--- start INFORMATION SUPPLIED ---

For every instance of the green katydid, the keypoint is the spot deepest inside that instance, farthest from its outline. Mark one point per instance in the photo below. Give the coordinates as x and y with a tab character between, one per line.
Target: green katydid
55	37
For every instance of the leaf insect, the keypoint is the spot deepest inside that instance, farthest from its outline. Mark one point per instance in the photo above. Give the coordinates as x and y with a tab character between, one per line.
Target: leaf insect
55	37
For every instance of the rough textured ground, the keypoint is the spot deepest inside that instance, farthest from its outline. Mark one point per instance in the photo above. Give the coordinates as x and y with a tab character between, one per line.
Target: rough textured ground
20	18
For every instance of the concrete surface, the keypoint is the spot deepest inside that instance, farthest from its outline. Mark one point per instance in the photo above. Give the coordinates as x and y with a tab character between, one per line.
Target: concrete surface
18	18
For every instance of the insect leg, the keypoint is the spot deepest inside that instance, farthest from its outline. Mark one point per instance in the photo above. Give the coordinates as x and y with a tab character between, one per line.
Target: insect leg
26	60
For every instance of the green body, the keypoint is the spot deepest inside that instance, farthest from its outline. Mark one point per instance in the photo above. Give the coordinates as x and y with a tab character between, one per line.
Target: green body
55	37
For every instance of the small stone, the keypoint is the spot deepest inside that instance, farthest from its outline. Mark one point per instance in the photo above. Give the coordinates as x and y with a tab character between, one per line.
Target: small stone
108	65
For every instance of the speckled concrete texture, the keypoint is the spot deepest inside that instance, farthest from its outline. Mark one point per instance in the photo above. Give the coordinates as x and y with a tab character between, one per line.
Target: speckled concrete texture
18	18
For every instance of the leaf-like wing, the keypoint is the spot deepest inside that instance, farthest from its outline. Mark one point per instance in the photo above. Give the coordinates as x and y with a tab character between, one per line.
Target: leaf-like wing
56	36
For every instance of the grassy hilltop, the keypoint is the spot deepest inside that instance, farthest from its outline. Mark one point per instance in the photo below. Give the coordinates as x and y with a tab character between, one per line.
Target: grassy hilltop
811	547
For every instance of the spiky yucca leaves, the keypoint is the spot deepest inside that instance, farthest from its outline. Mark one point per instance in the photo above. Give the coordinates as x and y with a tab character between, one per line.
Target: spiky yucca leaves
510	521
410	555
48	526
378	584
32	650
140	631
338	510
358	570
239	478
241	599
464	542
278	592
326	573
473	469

--- end INFORMATION SUPPLIED ---

AIM:
Arrange the material above, from the line containing "For every instance of the grassy" through its end, as a two-column CSV with the headers input and output. Put each text in input and the coordinates that follow it in output, quoting every field and replacing line breaks with spaces.

SOLUTION TO THIS PROBLEM:
input,output
"For every instance of the grassy hilltop, the keypoint is the spot deepest inside that instance, farthest from its outline. Mark one point per instance in the photo below. Give the coordinates as x and y with a tab character between, one per line. Target: grassy hilltop","811	547"
"For every instance of the spiky yucca leaves, the keypoint is the spot deepest inside that instance, farthest from its outline. Mark one point per instance in the photo above. Give the coordinates as x and y with a tab character between, one per line. Target: spiky yucca leaves","510	521 410	555 48	526 378	584 32	650 140	631 338	510 358	570 239	478 241	599 464	542 278	592 326	573 473	469"